[Object pointing data rows]
— Start —

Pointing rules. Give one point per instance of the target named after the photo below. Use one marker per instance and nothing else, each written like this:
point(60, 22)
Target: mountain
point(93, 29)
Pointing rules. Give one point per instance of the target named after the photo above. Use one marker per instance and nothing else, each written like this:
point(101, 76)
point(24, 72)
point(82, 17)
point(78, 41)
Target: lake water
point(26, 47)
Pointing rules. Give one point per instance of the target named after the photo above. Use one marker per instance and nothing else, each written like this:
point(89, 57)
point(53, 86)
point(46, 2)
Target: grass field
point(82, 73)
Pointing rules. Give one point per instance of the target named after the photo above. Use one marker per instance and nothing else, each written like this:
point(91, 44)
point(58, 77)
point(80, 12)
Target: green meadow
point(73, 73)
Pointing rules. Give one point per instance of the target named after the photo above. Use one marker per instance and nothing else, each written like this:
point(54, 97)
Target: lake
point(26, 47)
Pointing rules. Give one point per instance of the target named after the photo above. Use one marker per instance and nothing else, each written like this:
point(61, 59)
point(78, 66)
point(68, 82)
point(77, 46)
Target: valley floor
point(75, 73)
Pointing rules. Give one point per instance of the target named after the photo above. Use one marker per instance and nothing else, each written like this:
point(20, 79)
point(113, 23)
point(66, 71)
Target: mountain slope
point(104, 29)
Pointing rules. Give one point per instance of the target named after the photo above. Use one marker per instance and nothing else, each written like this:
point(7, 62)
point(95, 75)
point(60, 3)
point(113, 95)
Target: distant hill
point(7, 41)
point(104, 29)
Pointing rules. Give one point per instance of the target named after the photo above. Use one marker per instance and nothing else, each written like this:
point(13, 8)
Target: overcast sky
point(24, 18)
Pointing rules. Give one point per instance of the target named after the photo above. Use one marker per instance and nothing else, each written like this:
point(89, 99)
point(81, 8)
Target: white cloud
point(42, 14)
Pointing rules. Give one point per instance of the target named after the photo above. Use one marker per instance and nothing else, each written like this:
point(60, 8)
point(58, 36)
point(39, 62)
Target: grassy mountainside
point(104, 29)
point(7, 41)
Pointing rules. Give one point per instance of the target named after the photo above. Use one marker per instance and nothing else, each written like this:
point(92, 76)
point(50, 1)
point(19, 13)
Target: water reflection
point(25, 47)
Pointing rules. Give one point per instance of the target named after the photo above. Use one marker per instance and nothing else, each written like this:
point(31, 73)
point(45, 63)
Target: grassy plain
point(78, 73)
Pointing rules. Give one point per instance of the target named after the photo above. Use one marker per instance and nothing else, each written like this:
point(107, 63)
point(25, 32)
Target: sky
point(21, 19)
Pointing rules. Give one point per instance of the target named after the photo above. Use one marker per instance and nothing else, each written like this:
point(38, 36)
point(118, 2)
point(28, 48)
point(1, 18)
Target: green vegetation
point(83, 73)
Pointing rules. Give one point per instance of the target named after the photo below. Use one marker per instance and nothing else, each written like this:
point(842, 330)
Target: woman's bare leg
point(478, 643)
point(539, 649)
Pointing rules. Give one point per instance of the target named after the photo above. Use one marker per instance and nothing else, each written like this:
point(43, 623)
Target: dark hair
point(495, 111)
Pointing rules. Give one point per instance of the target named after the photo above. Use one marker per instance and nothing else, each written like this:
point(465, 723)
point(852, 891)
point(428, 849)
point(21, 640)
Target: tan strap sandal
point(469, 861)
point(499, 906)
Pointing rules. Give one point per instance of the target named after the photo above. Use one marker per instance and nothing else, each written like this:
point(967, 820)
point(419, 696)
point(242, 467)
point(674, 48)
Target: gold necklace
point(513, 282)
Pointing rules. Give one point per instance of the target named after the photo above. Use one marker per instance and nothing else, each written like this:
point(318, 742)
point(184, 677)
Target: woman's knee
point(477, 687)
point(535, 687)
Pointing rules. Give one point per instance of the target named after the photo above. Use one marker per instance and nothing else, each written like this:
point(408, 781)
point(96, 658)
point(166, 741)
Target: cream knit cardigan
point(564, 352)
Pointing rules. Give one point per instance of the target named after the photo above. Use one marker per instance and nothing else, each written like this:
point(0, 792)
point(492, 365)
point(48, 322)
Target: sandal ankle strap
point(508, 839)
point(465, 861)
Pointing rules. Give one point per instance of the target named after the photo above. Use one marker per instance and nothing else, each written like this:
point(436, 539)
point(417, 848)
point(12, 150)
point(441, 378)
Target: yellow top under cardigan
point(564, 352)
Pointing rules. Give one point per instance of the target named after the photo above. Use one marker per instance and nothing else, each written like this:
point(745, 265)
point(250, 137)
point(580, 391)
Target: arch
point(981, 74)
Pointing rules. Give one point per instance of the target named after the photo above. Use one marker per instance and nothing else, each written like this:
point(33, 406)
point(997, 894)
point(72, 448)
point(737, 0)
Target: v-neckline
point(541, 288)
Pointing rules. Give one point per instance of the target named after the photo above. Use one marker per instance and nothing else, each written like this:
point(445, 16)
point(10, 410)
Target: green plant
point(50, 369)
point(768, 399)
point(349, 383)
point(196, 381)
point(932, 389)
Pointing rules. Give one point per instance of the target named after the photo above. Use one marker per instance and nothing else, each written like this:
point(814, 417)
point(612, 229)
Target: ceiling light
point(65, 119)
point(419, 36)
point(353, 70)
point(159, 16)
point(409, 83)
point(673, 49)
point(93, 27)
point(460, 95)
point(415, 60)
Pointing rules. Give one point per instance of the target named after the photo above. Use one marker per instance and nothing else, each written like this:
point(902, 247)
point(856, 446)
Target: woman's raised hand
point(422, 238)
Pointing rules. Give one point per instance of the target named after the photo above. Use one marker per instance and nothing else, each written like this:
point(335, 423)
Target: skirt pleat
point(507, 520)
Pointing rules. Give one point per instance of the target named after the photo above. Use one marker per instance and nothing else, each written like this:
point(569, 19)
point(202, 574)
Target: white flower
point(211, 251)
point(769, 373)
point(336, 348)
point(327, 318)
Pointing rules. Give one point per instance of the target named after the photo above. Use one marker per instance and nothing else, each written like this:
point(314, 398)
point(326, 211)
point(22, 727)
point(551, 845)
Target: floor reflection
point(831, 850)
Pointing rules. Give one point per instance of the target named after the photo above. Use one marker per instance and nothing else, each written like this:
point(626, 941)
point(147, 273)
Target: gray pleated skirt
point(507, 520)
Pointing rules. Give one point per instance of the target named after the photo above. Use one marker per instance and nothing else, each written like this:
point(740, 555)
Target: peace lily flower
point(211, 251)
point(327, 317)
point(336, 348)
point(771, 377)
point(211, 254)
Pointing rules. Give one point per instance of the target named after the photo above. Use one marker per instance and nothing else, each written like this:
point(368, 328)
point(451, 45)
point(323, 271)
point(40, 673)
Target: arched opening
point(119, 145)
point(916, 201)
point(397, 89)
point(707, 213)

— End —

Rewrite all of the data above, replacing "Pointing rules" with "Marking rules" each time it appears and leaving everything else unchanged.

* _Solution_
Marking rules. Give one point per instance of the target named after the photo below. Use one marker per instance and nothing else, each written like this:
point(60, 22)
Target: mountain
point(93, 29)
Marking rules. Give one point per instance of the target named after the photo above. Use one marker per instance and nothing else, each written like this:
point(101, 76)
point(24, 72)
point(82, 17)
point(78, 41)
Target: lake water
point(26, 47)
Marking rules. Give one point per instance of the target named after the photo above. Use one marker per instance and nothing else, each written like this:
point(89, 57)
point(53, 86)
point(46, 2)
Target: grass field
point(82, 73)
Marking rules. Give one point per instance of the target named after the photo above. Use one marker per instance and nothing else, each written like this:
point(91, 44)
point(58, 77)
point(80, 12)
Target: green meadow
point(73, 73)
Marking rules. Give one point per instance of the target named after the photo above. Use one marker per instance and nothing else, each written like this:
point(54, 97)
Target: lake
point(26, 47)
Marking rules. Give one point per instance of the target named after the photo above. Use one marker per instance and nothing else, each written like this:
point(61, 59)
point(78, 66)
point(68, 82)
point(77, 46)
Target: valley floor
point(75, 73)
Marking rules. Give one point per instance of the target named after the photo above. Use one marker per instance and nothing else, each written like this:
point(20, 79)
point(113, 23)
point(66, 71)
Target: mountain slope
point(104, 29)
Marking rules. Give one point per instance of the target named after the photo above. Use one marker per instance and nothing else, each written like this:
point(7, 62)
point(95, 75)
point(60, 3)
point(113, 95)
Target: distant hill
point(7, 41)
point(104, 29)
Marking rules. Give one point per instance of the target named after the photo above. Use one marker per instance and nothing else, each written like this:
point(13, 8)
Target: overcast sky
point(24, 18)
Marking rules. Give one point per instance of the target named after the photo above. Use one marker per instance and nothing else, each written like this:
point(89, 99)
point(81, 8)
Target: white cloud
point(42, 14)
Marking rules. Give one point per instance of the target named after the photo above. Use one marker per instance and nothing else, each written like this:
point(60, 8)
point(58, 36)
point(39, 62)
Target: grassy mountainside
point(104, 29)
point(7, 41)
Marking rules. Give one point per instance of the target named after the photo above. Use one marker per instance and nothing else, each written like this:
point(92, 76)
point(50, 1)
point(19, 13)
Target: water reflection
point(25, 47)
Marking rules. Give one point per instance of the target named after the photo above. Use one marker per instance and nothing else, each written like this:
point(31, 73)
point(45, 63)
Target: grassy plain
point(78, 73)
Marking rules. Give one point per instance of the target named after the photo above. Use one marker per instance and nothing else, each written like this:
point(107, 63)
point(25, 32)
Target: sky
point(21, 19)
Marking rules. Give one point per instance of the target named after the photo above. Use one marker per instance and nothing else, each written like this:
point(38, 36)
point(118, 2)
point(28, 48)
point(1, 18)
Target: green vegetation
point(83, 73)
Marking rules. Give one point per instance of the target named after the photo below. Use one marker per instance and nothing else, each written like this:
point(842, 330)
Target: woman's bare leg
point(478, 643)
point(539, 649)
Marking rules. Give one point per instance of the target named after the photo above. Use one marker per instance and nothing else, each written like this:
point(43, 623)
Target: dark hair
point(495, 111)
Marking rules. Give one point per instance of the target named after the photo above. Use one marker per instance and nothing else, each written like this:
point(465, 723)
point(852, 891)
point(428, 849)
point(21, 640)
Target: tan strap sandal
point(469, 861)
point(499, 906)
Marking rules. Give one point per instance of the target named after the photo above. Use one marker per instance and nothing else, each written like this:
point(967, 820)
point(419, 696)
point(242, 467)
point(674, 48)
Target: gold necklace
point(513, 282)
Marking rules. Give one point per instance of the target named after the photo above. Use one marker per instance and nothing else, each written like this:
point(318, 742)
point(184, 677)
Target: woman's knee
point(477, 687)
point(535, 687)
Marking rules. Give one point per instance of the target named after the photo above. Use one marker per instance and nothing else, each written like this:
point(408, 781)
point(96, 658)
point(166, 741)
Target: cream knit cardigan
point(564, 352)
Marking rules. Give one point per instance of the target named after the photo above. Use one marker per instance and nothing else, each written like this:
point(0, 792)
point(492, 365)
point(48, 322)
Target: sandal ankle strap
point(508, 839)
point(465, 861)
Marking rules. Give one point per instance of the target named after the photo above. Use one marker per instance and nothing else, each written like this:
point(436, 539)
point(417, 848)
point(12, 150)
point(441, 378)
Target: yellow top under cardigan
point(564, 352)
Marking rules. Give one point per instance of the target named after the photo above. Use one marker per instance and nothing else, each written like this:
point(745, 265)
point(250, 137)
point(580, 391)
Target: arch
point(981, 74)
Marking rules. Give one point per instance of the target named after the photo above. Use one marker per instance and nothing else, each written like this:
point(33, 406)
point(997, 894)
point(72, 448)
point(737, 0)
Target: v-neckline
point(541, 288)
Marking rules. Give one point per instance of the target named after the photo above. Use one marker per instance and nothing else, each written like this:
point(445, 16)
point(10, 410)
Target: green plant
point(50, 369)
point(768, 399)
point(349, 383)
point(196, 381)
point(932, 389)
Marking rules. Give one point per instance of the target named after the photo above. Use one marker per instance and nothing else, each written like this:
point(814, 417)
point(612, 229)
Target: ceiling light
point(65, 119)
point(419, 36)
point(353, 70)
point(159, 16)
point(409, 83)
point(673, 49)
point(93, 27)
point(460, 95)
point(415, 60)
Marking rules. Give one point per instance of the target named after the photo above. Use one marker per instance and nothing else, each written like this:
point(902, 247)
point(856, 446)
Target: woman's raised hand
point(422, 238)
Marking rules. Give one point per instance of the target named after the photo above. Use one marker per instance and nothing else, each written like this:
point(335, 423)
Target: skirt pleat
point(507, 520)
Marking rules. Give one point per instance of the target named after the photo above. Use one marker per instance and nothing else, each written like this:
point(569, 19)
point(202, 574)
Target: white flower
point(211, 251)
point(769, 373)
point(336, 348)
point(327, 318)
Marking rules. Give one point per instance of the target named after the photo above. Use one marker per instance and nothing else, each written like this:
point(314, 398)
point(326, 211)
point(22, 727)
point(551, 845)
Target: floor reflection
point(831, 850)
Marking rules. Give one point per instance of the target named after the photo above. Use one marker per instance and nothing else, each written like this:
point(626, 941)
point(147, 273)
Target: gray pleated skirt
point(507, 520)
Marking rules. Give one point per instance of the target named after the photo above. Use one marker per instance and nothing else, each written like this:
point(740, 555)
Target: peace lily flower
point(211, 251)
point(327, 317)
point(336, 348)
point(771, 377)
point(211, 254)
Marking rules. Give one point per instance of the target named after the photo above. Use one marker per instance and nothing else, each written like this:
point(368, 328)
point(451, 45)
point(323, 271)
point(40, 673)
Target: arched opening
point(119, 145)
point(916, 201)
point(397, 89)
point(707, 213)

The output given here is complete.